### [Problem to solve]
Print out the records that follow, exactly and completely.

### [Data shown]
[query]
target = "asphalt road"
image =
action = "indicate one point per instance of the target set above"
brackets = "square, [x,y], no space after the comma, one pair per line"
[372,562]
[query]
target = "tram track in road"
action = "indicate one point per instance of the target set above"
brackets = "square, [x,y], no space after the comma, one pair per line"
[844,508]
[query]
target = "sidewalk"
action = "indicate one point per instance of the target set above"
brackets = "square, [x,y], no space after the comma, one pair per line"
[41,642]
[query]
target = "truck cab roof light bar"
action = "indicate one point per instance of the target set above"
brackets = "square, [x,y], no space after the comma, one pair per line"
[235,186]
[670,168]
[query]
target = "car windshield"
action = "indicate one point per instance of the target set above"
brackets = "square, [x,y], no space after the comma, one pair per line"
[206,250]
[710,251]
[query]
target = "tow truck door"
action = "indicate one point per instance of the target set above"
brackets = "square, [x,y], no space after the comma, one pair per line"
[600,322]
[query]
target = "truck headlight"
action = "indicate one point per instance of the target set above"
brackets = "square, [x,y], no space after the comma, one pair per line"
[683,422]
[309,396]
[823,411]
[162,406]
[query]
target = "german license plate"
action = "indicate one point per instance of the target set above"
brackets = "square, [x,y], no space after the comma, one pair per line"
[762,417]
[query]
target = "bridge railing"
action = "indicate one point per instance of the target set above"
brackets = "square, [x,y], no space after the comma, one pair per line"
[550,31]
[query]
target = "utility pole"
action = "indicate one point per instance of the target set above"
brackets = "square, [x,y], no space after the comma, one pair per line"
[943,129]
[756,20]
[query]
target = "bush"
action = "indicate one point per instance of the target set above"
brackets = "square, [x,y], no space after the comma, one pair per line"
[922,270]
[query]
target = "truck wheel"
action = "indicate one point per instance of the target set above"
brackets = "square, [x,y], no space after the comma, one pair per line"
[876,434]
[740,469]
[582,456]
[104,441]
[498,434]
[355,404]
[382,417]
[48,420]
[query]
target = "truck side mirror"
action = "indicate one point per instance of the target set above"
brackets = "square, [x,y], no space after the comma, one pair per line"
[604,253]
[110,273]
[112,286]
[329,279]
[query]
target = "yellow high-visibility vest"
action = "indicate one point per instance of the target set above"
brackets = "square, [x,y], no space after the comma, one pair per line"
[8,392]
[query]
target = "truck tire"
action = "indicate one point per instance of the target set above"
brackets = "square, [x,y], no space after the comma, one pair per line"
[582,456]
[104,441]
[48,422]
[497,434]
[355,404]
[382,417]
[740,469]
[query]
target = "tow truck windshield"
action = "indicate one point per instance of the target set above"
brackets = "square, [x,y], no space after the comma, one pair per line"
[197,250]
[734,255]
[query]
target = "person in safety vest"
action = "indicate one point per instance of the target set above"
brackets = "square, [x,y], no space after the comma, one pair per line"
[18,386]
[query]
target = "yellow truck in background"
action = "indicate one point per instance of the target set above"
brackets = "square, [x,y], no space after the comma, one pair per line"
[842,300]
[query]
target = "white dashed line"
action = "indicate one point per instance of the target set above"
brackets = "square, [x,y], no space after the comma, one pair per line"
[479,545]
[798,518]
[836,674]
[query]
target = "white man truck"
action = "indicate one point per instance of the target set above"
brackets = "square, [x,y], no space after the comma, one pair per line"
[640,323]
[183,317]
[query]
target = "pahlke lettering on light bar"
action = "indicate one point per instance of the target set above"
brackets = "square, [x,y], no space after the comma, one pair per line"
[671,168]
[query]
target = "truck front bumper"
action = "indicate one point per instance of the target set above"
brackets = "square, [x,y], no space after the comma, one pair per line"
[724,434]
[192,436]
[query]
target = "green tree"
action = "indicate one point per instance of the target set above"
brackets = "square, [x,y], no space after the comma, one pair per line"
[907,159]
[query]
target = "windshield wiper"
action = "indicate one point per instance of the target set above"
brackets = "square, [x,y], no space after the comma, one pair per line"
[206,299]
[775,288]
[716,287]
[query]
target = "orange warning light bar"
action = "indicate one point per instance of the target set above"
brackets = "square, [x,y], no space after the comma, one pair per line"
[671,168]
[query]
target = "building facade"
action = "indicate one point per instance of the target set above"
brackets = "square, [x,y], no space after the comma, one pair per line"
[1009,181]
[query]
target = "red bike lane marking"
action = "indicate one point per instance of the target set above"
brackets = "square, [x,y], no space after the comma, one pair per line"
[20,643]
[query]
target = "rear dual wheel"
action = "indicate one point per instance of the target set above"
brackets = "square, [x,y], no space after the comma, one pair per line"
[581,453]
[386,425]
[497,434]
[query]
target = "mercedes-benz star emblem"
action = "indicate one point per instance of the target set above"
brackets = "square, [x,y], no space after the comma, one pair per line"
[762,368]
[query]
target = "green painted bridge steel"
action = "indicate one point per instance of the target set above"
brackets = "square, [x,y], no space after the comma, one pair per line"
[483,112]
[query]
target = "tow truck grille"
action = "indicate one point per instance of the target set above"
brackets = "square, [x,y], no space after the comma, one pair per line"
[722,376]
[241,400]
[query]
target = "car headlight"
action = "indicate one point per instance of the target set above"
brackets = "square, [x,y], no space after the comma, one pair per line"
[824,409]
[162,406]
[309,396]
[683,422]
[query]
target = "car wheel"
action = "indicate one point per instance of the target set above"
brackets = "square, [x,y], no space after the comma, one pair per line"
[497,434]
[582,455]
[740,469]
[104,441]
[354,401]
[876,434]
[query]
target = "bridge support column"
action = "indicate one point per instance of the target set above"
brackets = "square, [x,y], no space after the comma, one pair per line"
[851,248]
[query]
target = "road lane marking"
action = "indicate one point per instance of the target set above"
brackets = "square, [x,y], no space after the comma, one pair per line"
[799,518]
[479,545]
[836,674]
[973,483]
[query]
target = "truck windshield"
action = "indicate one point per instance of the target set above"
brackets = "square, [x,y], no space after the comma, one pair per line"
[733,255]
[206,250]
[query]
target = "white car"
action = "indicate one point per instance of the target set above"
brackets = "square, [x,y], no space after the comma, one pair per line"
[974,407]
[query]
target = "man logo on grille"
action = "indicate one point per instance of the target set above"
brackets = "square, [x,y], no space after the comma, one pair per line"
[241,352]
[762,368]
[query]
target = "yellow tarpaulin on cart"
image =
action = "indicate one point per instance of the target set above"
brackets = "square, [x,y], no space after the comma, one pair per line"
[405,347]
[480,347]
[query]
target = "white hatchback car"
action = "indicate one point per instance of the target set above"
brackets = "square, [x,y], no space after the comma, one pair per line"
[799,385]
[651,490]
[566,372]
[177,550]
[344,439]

### [Exercise solution]
[query]
target = "asphalt road"
image =
action = "indicate one point per instance of the target set above"
brackets = "square, [x,y], no space after the comma, one pair per line"
[372,562]
[query]
target = "tram track in road"
action = "indicate one point per instance of the target set above"
brackets = "square, [x,y], no space after the comma, one pair per line"
[844,508]
[query]
target = "sidewalk"
action = "indicate one point per instance of the target set above"
brackets = "square, [x,y], no space after the comma, one pair per line"
[41,642]
[query]
target = "truck cab roof light bar"
action = "indicate one point per instance of the target set above"
brackets = "square, [x,y], no space after the comma, one pair per line"
[235,186]
[670,168]
[query]
target = "car windshield"
action = "indicate one point per instance of the target set above"
brackets = "square, [x,y], no space after the comma, one pair per line"
[206,250]
[710,251]
[query]
target = "tow truck door"
action = "indicate one point per instance of the target set above"
brackets = "square, [x,y], no space after the comma, one pair per line"
[600,322]
[query]
target = "truck headlight"
action = "indicate one point per instance of the target set above"
brackets = "square, [x,y], no space after the comma, one pair per line"
[683,422]
[309,396]
[823,411]
[162,406]
[query]
target = "german license plate"
action = "indicate one point per instance of the target set above"
brackets = "square, [x,y], no space after the comma, one pair per line"
[762,417]
[query]
target = "bridge railing"
action = "indicate one point per instance of the target set above"
brackets = "square, [x,y], no space after the comma, one pair per line"
[550,31]
[query]
target = "utility pole"
action = "indicate one point per instance of the target set above"
brackets = "square, [x,y], no space after the comma, one pair per line"
[943,129]
[756,20]
[query]
target = "bush"
action = "indicate one point per instance of the target set above"
brackets = "square, [x,y], no space after the comma, one pair per line"
[922,270]
[query]
target = "truck wheel"
action = "indicate one point per instance of the target set above"
brackets = "square, [x,y], no space after the comma, one pair per line"
[876,434]
[740,469]
[582,456]
[104,441]
[498,434]
[355,404]
[382,417]
[48,420]
[query]
target = "truck side mirror"
action = "indicate one point per instance of the target set above"
brackets = "square, [x,y], no space after the comma, one pair per line"
[604,253]
[110,273]
[112,286]
[329,279]
[query]
target = "yellow high-visibility vest"
action = "indicate one point per instance of the target set above"
brackets = "square, [x,y], no space after the comma, one pair per line"
[8,392]
[query]
target = "truck tire"
action = "indicate one point per instance of the target set above"
brackets = "square, [x,y], no space after the comma, one pair per line"
[582,456]
[104,441]
[48,422]
[497,434]
[355,404]
[382,417]
[740,469]
[query]
target = "tow truck windshield"
action = "indicate one point per instance of the target set above"
brackets = "square, [x,y], no space after the comma, one pair per line"
[197,250]
[734,255]
[query]
target = "person in safety vest"
action = "indicate one point per instance of the target set above"
brackets = "square, [x,y], no space after the comma, one pair per line"
[18,386]
[query]
target = "yellow truck in background"
action = "indicate one point per instance of the target set above"
brackets = "square, [x,y], no space after the comma, one pair per line"
[842,300]
[query]
target = "white dashed line"
action = "indicate one point per instance of the target set above"
brackets = "square, [x,y], no space after the comma, one pair per line"
[479,545]
[798,518]
[836,674]
[query]
target = "white man truck"
action = "indicate one point per instance of the target set above"
brackets = "square, [x,y], no space after the comma, one pair per line"
[640,323]
[183,317]
[query]
target = "pahlke lettering on light bar"
action = "indicate one point per instance of the target set above"
brackets = "square, [x,y], no space after the comma, one pair per line"
[671,168]
[query]
target = "truck front bumper"
action = "indicate one point per instance of the target set above"
brackets = "square, [x,y], no space after the comma, one pair per line"
[724,434]
[192,436]
[query]
target = "green tree"
action = "indicate one point per instance of the target set above"
brackets = "square, [x,y], no space after the comma, one pair per line"
[907,159]
[query]
target = "windshield wiper"
action = "indicate one point per instance of the target set above"
brackets = "square, [x,y], no space after the comma, one pair per line"
[206,299]
[775,288]
[716,287]
[query]
target = "orange warning light bar"
action = "indicate one point per instance of the target set above"
brackets = "square, [x,y], no space after the comma, one pair per line"
[671,168]
[query]
target = "building facade"
action = "indicate one point per instance of the target set above"
brackets = "square, [x,y], no space after the comma, one pair per line"
[1009,181]
[query]
target = "red bike lane marking"
action = "indicate one point per instance of the target set above"
brackets = "square, [x,y], no space after the comma, one pair per line"
[20,643]
[query]
target = "rear dual wheel"
action = "indicate one point per instance of the target set above"
brackets = "square, [x,y], no space after the comma, one pair per line"
[581,453]
[386,425]
[497,434]
[query]
target = "mercedes-benz star emblem"
action = "indicate one point per instance of the target set above"
brackets = "square, [x,y], no space after the comma, one pair per line"
[762,368]
[query]
target = "green painted bridge steel"
action = "indicate one point per instance of the target set above"
brackets = "square, [x,y], no space after the comma, one pair per line"
[483,112]
[query]
target = "tow truck grille"
action = "indicate one point per instance of the target set above"
brackets = "square, [x,y], no space after the comma, one pair per line"
[722,376]
[241,400]
[query]
target = "car headlight"
action = "indicate one point per instance of the target set above"
brackets = "square, [x,y], no space after the comma, one pair per line"
[824,409]
[162,406]
[309,396]
[683,422]
[query]
target = "car wheel"
action = "indicate one point per instance of the target set above"
brackets = "square, [x,y], no space after the comma, one pair per line"
[497,434]
[582,455]
[740,469]
[104,441]
[354,401]
[876,434]
[query]
target = "bridge support column"
action = "indicate one point per instance of the target set above"
brackets = "square, [x,y], no space after the comma, one pair per line"
[851,248]
[query]
target = "road lane marking"
action = "indicate one point per instance of the target set above"
brackets = "square, [x,y], no space after the comma, one pair per line"
[799,518]
[479,545]
[836,674]
[973,483]
[query]
target = "truck windshield"
action = "indicate one point per instance of the target set above"
brackets = "square, [x,y], no space after the comma, one pair per line"
[733,255]
[206,250]
[query]
target = "white car"
action = "indicate one point per instance of the target set above"
brackets = "square, [x,y], no space after the comma, one pair per line"
[974,407]
[query]
target = "man logo on grille"
action = "indicate one point per instance of the target set above"
brackets = "square, [x,y], no space after the comma, one pair per line"
[241,352]
[762,368]
[query]
target = "yellow tarpaulin on cart"
image =
action = "indicate one point per instance of the target set above"
brackets = "square, [x,y], no space after the comma, one pair per line"
[405,347]
[480,347]
[query]
target = "white hatchback car"
action = "indicate one point per instance of the target set above"
brackets = "square, [x,y], no space after the comma, one pair per line"
[799,385]
[651,490]
[566,372]
[177,550]
[344,439]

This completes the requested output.